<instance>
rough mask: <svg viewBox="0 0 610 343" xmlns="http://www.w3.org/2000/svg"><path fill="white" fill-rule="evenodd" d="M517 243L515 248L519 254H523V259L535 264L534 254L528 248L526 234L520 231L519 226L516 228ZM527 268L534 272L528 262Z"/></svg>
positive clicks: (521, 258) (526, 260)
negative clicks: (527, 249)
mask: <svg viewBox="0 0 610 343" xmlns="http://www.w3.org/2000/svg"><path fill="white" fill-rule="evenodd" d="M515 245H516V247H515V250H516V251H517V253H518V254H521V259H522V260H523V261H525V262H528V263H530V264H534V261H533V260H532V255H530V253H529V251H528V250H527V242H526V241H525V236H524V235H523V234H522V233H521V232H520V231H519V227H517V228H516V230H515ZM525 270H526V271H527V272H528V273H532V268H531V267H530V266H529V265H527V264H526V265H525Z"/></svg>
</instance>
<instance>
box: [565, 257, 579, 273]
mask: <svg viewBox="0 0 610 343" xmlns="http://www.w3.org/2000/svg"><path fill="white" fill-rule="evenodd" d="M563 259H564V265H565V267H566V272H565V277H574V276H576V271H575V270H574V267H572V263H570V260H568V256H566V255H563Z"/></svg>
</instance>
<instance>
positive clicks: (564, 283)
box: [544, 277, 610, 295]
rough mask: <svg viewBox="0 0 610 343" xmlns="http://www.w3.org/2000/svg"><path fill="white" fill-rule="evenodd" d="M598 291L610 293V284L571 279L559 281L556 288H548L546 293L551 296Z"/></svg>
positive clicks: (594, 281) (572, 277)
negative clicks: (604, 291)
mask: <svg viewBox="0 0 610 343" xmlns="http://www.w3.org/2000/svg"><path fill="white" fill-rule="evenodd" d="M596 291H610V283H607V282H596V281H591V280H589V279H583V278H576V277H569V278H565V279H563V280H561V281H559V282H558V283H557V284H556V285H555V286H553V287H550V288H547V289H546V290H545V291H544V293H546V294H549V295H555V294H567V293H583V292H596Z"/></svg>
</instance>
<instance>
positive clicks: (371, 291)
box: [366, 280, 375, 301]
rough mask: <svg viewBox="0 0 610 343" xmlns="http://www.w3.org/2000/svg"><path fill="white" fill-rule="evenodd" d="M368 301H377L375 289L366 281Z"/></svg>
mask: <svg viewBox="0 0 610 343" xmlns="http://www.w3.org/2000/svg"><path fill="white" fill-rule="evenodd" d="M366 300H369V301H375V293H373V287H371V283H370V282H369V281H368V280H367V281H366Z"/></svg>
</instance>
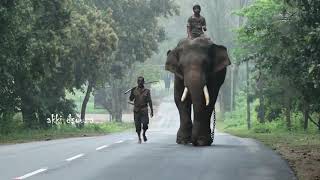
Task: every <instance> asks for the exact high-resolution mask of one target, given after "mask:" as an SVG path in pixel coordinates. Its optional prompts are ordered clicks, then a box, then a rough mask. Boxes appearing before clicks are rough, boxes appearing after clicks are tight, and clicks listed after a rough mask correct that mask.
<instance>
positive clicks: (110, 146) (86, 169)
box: [0, 102, 295, 180]
mask: <svg viewBox="0 0 320 180" xmlns="http://www.w3.org/2000/svg"><path fill="white" fill-rule="evenodd" d="M178 124H179V121H178V114H177V111H176V108H175V106H174V104H173V103H169V102H167V103H163V104H162V105H161V106H160V108H159V112H158V114H157V115H156V117H155V118H154V120H153V121H152V125H151V127H150V132H149V133H148V137H149V141H148V142H147V143H143V144H138V143H137V139H136V135H135V133H134V132H131V131H130V132H125V133H119V134H113V135H107V136H100V137H85V138H70V139H63V140H52V141H46V142H32V143H25V144H17V145H5V146H4V145H2V146H0V180H6V179H33V180H109V179H110V180H291V179H295V177H294V175H293V173H292V171H291V170H290V168H289V167H288V164H287V163H286V162H285V161H284V160H283V159H281V157H280V156H279V155H277V154H276V153H275V152H273V151H272V150H270V149H268V148H266V147H265V146H263V145H261V144H260V143H258V142H256V141H254V140H251V139H243V138H238V137H234V136H231V135H228V134H223V133H217V134H216V139H215V142H214V145H213V146H210V147H193V146H191V145H187V146H184V145H177V144H176V143H175V133H176V131H177V127H178Z"/></svg>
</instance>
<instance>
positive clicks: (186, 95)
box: [181, 87, 188, 102]
mask: <svg viewBox="0 0 320 180" xmlns="http://www.w3.org/2000/svg"><path fill="white" fill-rule="evenodd" d="M187 94H188V88H186V87H185V88H184V91H183V94H182V96H181V102H183V101H184V100H186V98H187Z"/></svg>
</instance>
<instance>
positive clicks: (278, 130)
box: [217, 121, 320, 148]
mask: <svg viewBox="0 0 320 180" xmlns="http://www.w3.org/2000/svg"><path fill="white" fill-rule="evenodd" d="M217 128H218V129H219V130H220V131H222V132H226V133H229V134H232V135H235V136H239V137H243V138H253V139H257V140H259V141H261V142H263V143H265V144H266V145H268V146H270V147H272V148H276V147H277V145H278V144H286V145H288V146H290V147H297V146H320V133H318V132H315V131H311V132H310V131H307V132H304V131H286V130H274V131H272V132H256V130H255V129H254V128H252V129H251V130H248V129H247V128H246V127H245V126H241V127H227V125H226V124H225V123H223V122H221V121H218V122H217Z"/></svg>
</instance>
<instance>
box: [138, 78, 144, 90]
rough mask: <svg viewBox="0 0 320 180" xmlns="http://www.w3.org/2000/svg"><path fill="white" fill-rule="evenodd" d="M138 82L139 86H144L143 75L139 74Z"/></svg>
mask: <svg viewBox="0 0 320 180" xmlns="http://www.w3.org/2000/svg"><path fill="white" fill-rule="evenodd" d="M137 83H138V86H139V87H140V88H141V87H144V78H143V77H142V76H139V77H138V80H137Z"/></svg>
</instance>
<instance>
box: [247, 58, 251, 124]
mask: <svg viewBox="0 0 320 180" xmlns="http://www.w3.org/2000/svg"><path fill="white" fill-rule="evenodd" d="M246 71H247V74H246V76H247V77H246V80H247V86H246V93H247V126H248V129H251V117H250V94H249V86H250V82H249V61H247V62H246Z"/></svg>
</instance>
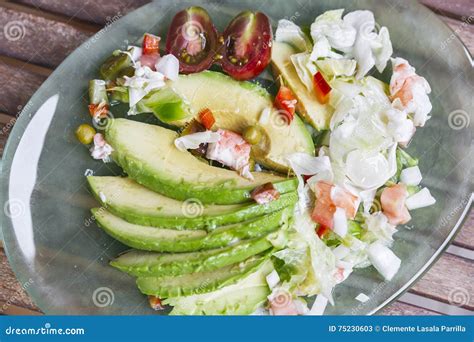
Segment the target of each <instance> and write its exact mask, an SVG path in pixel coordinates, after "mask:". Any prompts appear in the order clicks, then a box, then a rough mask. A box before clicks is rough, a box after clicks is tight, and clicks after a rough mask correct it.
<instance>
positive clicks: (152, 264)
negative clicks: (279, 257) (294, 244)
mask: <svg viewBox="0 0 474 342" xmlns="http://www.w3.org/2000/svg"><path fill="white" fill-rule="evenodd" d="M275 234H276V233H275ZM272 247H273V245H272V243H271V242H270V241H269V237H268V236H264V237H261V238H257V239H252V240H244V241H242V242H239V243H237V244H235V245H233V246H228V247H225V248H218V249H211V250H207V251H201V252H191V253H171V254H160V253H152V252H143V251H137V250H132V251H130V252H127V253H125V254H122V255H120V256H119V257H118V258H117V259H115V260H114V261H112V262H111V263H110V264H111V265H112V266H114V267H116V268H117V269H119V270H121V271H123V272H126V273H128V274H130V275H133V276H136V277H148V276H155V277H160V276H178V275H182V274H190V273H195V272H206V271H213V270H217V269H219V268H221V267H225V266H228V265H231V264H234V263H237V262H241V261H243V260H245V259H247V258H249V257H251V256H253V255H256V254H259V253H262V252H264V251H266V250H268V249H270V248H272Z"/></svg>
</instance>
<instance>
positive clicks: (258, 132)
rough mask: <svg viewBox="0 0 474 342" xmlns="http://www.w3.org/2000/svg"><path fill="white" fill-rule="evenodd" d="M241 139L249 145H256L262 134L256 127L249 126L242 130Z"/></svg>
mask: <svg viewBox="0 0 474 342" xmlns="http://www.w3.org/2000/svg"><path fill="white" fill-rule="evenodd" d="M242 137H243V138H244V139H245V141H247V142H248V143H249V144H250V145H257V144H258V143H259V142H260V140H261V139H262V132H261V131H260V128H259V127H257V126H249V127H247V128H246V129H244V131H243V133H242Z"/></svg>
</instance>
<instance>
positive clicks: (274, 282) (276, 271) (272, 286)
mask: <svg viewBox="0 0 474 342" xmlns="http://www.w3.org/2000/svg"><path fill="white" fill-rule="evenodd" d="M266 280H267V284H268V287H269V288H270V290H272V289H273V288H274V287H275V286H277V285H278V283H279V282H280V276H279V275H278V272H277V271H275V270H273V271H272V273H270V274H269V275H267V277H266Z"/></svg>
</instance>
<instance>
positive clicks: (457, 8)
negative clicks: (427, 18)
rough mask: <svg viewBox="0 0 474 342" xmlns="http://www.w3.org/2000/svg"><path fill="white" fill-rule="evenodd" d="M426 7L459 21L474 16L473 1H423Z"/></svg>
mask: <svg viewBox="0 0 474 342" xmlns="http://www.w3.org/2000/svg"><path fill="white" fill-rule="evenodd" d="M420 2H421V3H422V4H424V5H425V6H427V7H429V8H430V9H431V10H433V11H435V12H436V13H439V14H442V15H444V16H449V17H452V18H456V19H459V20H463V18H468V17H469V16H470V15H472V16H474V2H473V1H472V0H456V1H449V0H421V1H420Z"/></svg>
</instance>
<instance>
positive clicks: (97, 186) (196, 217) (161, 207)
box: [87, 176, 298, 231]
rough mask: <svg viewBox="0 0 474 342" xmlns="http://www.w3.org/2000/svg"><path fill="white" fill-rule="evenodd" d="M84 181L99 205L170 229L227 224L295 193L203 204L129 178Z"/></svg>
mask: <svg viewBox="0 0 474 342" xmlns="http://www.w3.org/2000/svg"><path fill="white" fill-rule="evenodd" d="M87 181H88V182H89V185H90V187H91V189H92V193H93V194H94V196H95V197H96V198H97V200H98V201H99V202H100V203H101V205H102V206H103V207H104V208H105V209H107V210H108V211H110V212H111V213H113V214H114V215H116V216H119V217H120V218H122V219H124V220H126V221H128V222H130V223H134V224H138V225H142V226H152V227H160V228H172V229H178V230H181V229H205V230H208V231H211V230H213V229H215V228H216V227H217V226H222V225H228V224H232V223H237V222H242V221H245V220H249V219H251V218H255V217H257V216H260V215H265V214H269V213H272V212H274V211H277V210H280V209H282V208H285V207H288V206H293V205H294V204H295V203H296V202H297V201H298V195H297V194H296V192H290V193H287V194H283V195H281V196H280V198H279V199H278V200H275V201H272V202H270V203H267V204H265V205H261V204H257V203H245V204H233V205H204V204H200V203H199V202H193V201H189V202H181V201H177V200H174V199H172V198H169V197H165V196H163V195H161V194H159V193H156V192H154V191H151V190H149V189H147V188H145V187H144V186H142V185H140V184H138V183H136V182H135V181H133V180H132V179H130V178H123V177H110V176H105V177H96V176H89V177H87Z"/></svg>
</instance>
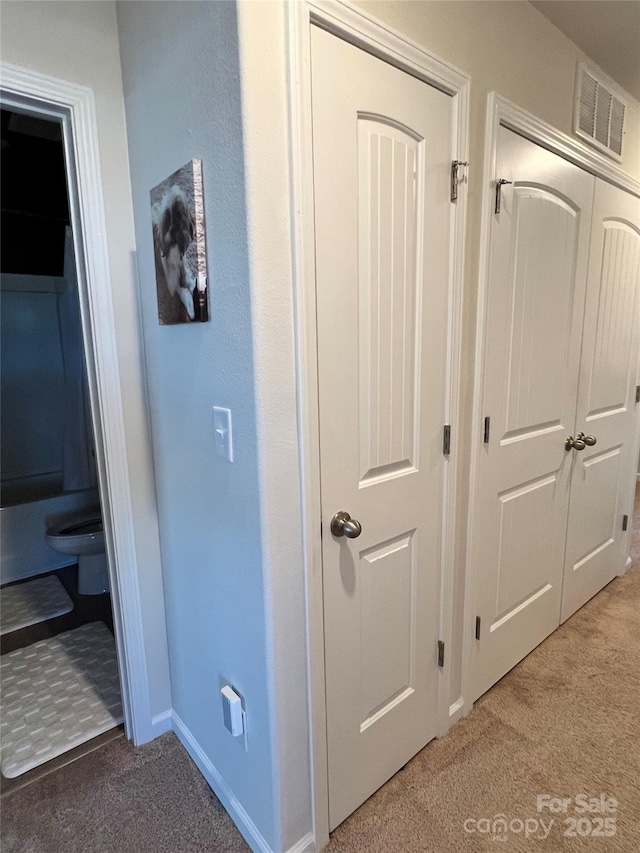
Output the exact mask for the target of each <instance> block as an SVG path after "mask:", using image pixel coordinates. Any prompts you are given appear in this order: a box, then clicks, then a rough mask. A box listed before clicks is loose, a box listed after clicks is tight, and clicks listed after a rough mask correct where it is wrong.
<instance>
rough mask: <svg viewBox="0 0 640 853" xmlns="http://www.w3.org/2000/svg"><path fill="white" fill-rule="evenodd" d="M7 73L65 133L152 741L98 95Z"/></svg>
mask: <svg viewBox="0 0 640 853" xmlns="http://www.w3.org/2000/svg"><path fill="white" fill-rule="evenodd" d="M1 71H2V81H1V82H2V88H1V90H0V96H1V100H2V105H3V106H7V107H9V108H11V109H14V110H17V111H19V112H25V113H28V114H30V115H42V116H45V117H47V118H52V119H58V120H60V122H61V125H62V134H63V144H64V153H65V163H66V167H67V172H68V174H67V183H68V189H69V199H70V214H71V224H72V228H73V235H74V250H75V255H76V263H77V267H78V270H77V273H78V290H79V295H80V308H81V320H82V334H83V342H84V349H85V353H86V356H87V378H88V384H89V396H90V399H91V411H92V415H93V422H94V430H95V433H96V439H97V440H96V443H95V445H96V447H95V449H96V462H97V467H98V474H99V482H100V501H101V505H102V511H103V521H104V531H105V543H106V549H107V555H108V562H109V575H110V580H111V590H112V607H113V615H114V627H115V639H116V648H117V652H118V668H119V672H120V683H121V690H122V705H123V710H124V722H125V734H126V735H127V737H129V738H130V739H132V740H133V741H134V743H145V742H146V741H149V740H151V739H152V738H154V737H156V736H157V735H158V734H161V733H162V731H167V730H168V728H169V718H168V717H167V719H166V720H163V721H162V724H161V725H162V730H161V731H159V730H158V726H157V725H154V720H153V719H152V716H151V708H150V699H149V675H150V674H149V672H148V667H147V661H146V656H145V647H144V633H143V622H142V608H141V602H140V593H139V588H138V569H137V557H136V550H135V530H134V517H133V511H132V508H131V493H130V487H129V464H128V461H127V455H126V444H125V428H124V412H123V404H122V391H121V384H120V371H119V365H118V353H117V349H116V331H115V330H116V322H115V316H114V311H113V304H112V301H111V278H110V273H109V256H108V252H107V233H106V224H105V215H104V201H103V195H102V178H101V174H100V164H99V160H98V128H97V123H96V113H95V103H94V96H93V92H92V91H91V90H90V89H88V88H85V87H83V86H78V85H76V84H74V83H67V82H66V81H64V80H59V79H57V78H55V77H50V76H48V75H44V74H40V73H38V72H35V71H31V70H29V69H25V68H20V67H18V66H15V65H10V64H8V63H2V65H1Z"/></svg>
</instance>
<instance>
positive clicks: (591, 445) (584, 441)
mask: <svg viewBox="0 0 640 853" xmlns="http://www.w3.org/2000/svg"><path fill="white" fill-rule="evenodd" d="M578 438H579V440H580V441H584V443H585V444H586V445H587V447H593V445H594V444H597V443H598V439H597V438H596V437H595V435H585V434H584V433H583V432H579V433H578Z"/></svg>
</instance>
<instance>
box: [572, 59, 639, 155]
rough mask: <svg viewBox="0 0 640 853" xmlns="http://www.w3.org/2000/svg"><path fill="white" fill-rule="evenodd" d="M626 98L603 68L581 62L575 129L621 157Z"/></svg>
mask: <svg viewBox="0 0 640 853" xmlns="http://www.w3.org/2000/svg"><path fill="white" fill-rule="evenodd" d="M625 106H626V105H625V102H624V100H623V97H622V94H621V92H620V90H619V89H618V87H617V86H616V85H615V84H614V83H612V82H611V81H610V80H608V79H607V78H606V77H604V75H603V74H602V72H599V71H595V70H594V69H592V68H590V67H589V66H587V65H585V64H584V63H582V62H580V63H578V74H577V86H576V106H575V116H574V128H573V129H574V131H575V132H576V133H577V135H578V136H581V137H582V139H585V140H586V141H587V142H589V143H590V144H591V145H594V146H595V147H596V148H598V149H599V150H600V151H604V153H605V154H608V155H609V156H610V157H613V158H614V160H618V161H620V160H622V137H623V128H624V113H625Z"/></svg>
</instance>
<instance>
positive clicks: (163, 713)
mask: <svg viewBox="0 0 640 853" xmlns="http://www.w3.org/2000/svg"><path fill="white" fill-rule="evenodd" d="M172 720H173V711H172V710H171V708H169V709H168V710H167V711H163V712H162V713H161V714H156V715H155V717H152V718H151V731H152V732H153V737H154V738H155V737H159V736H160V735H163V734H164V733H165V732H170V731H171V729H172V728H173V725H172Z"/></svg>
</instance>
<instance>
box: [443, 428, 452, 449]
mask: <svg viewBox="0 0 640 853" xmlns="http://www.w3.org/2000/svg"><path fill="white" fill-rule="evenodd" d="M442 452H443V454H444V455H445V456H449V454H450V453H451V424H445V425H444V430H443V433H442Z"/></svg>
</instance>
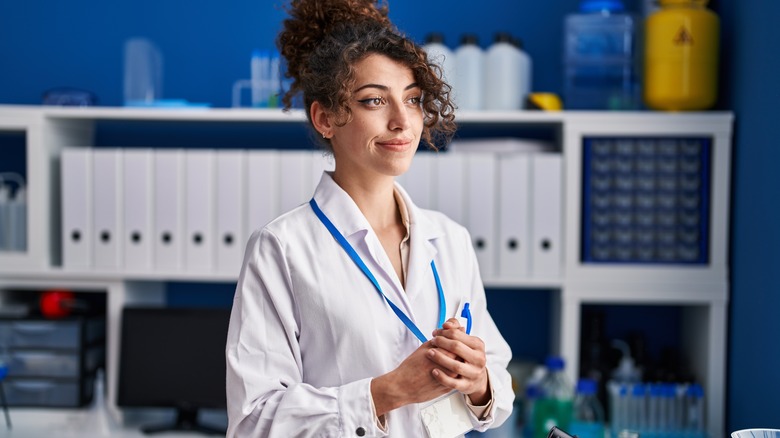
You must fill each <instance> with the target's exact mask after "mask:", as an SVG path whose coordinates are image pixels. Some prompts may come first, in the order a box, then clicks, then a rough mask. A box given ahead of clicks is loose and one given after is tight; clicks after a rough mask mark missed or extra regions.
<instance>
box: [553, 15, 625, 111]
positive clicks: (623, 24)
mask: <svg viewBox="0 0 780 438" xmlns="http://www.w3.org/2000/svg"><path fill="white" fill-rule="evenodd" d="M564 33H565V35H564V48H563V64H564V87H563V88H564V107H565V108H566V109H590V110H628V109H636V108H638V103H639V93H638V91H639V89H638V81H637V78H636V67H635V66H636V42H635V40H636V23H635V19H634V17H633V16H632V15H630V14H628V13H626V11H625V8H624V6H623V3H622V2H621V1H620V0H582V1H581V3H580V9H579V12H577V13H573V14H569V15H567V16H566V19H565V25H564Z"/></svg>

------------------------------

* [Exercise] Rewrite the data from the line with "negative clicks: (527, 249)" up to and including the line with "positive clicks: (594, 281) (572, 277)", changing "rough mask" to "coarse mask" and keeping everything else the same.

* [Solution for this exercise]
negative clicks: (527, 249)
mask: <svg viewBox="0 0 610 343" xmlns="http://www.w3.org/2000/svg"><path fill="white" fill-rule="evenodd" d="M515 245H516V247H515V250H516V251H517V253H518V254H521V259H522V260H523V261H525V262H528V263H530V264H534V261H533V260H532V255H530V253H529V251H528V250H527V242H526V241H525V236H524V235H523V234H522V233H521V232H520V231H519V227H517V228H516V230H515ZM525 270H526V271H527V272H528V273H532V268H531V267H530V266H529V265H527V264H526V265H525Z"/></svg>
</instance>
<instance>
box: [565, 257, 579, 273]
mask: <svg viewBox="0 0 610 343" xmlns="http://www.w3.org/2000/svg"><path fill="white" fill-rule="evenodd" d="M563 259H564V265H565V267H566V272H565V277H574V276H576V271H575V270H574V267H572V263H570V260H568V256H566V255H563Z"/></svg>
</instance>
<instance>
positive clicks: (564, 283)
box: [544, 277, 610, 295]
coarse mask: <svg viewBox="0 0 610 343" xmlns="http://www.w3.org/2000/svg"><path fill="white" fill-rule="evenodd" d="M598 291L610 293V284L571 279L559 281L556 288H548L546 293L551 296Z"/></svg>
positive clicks: (594, 281) (572, 277)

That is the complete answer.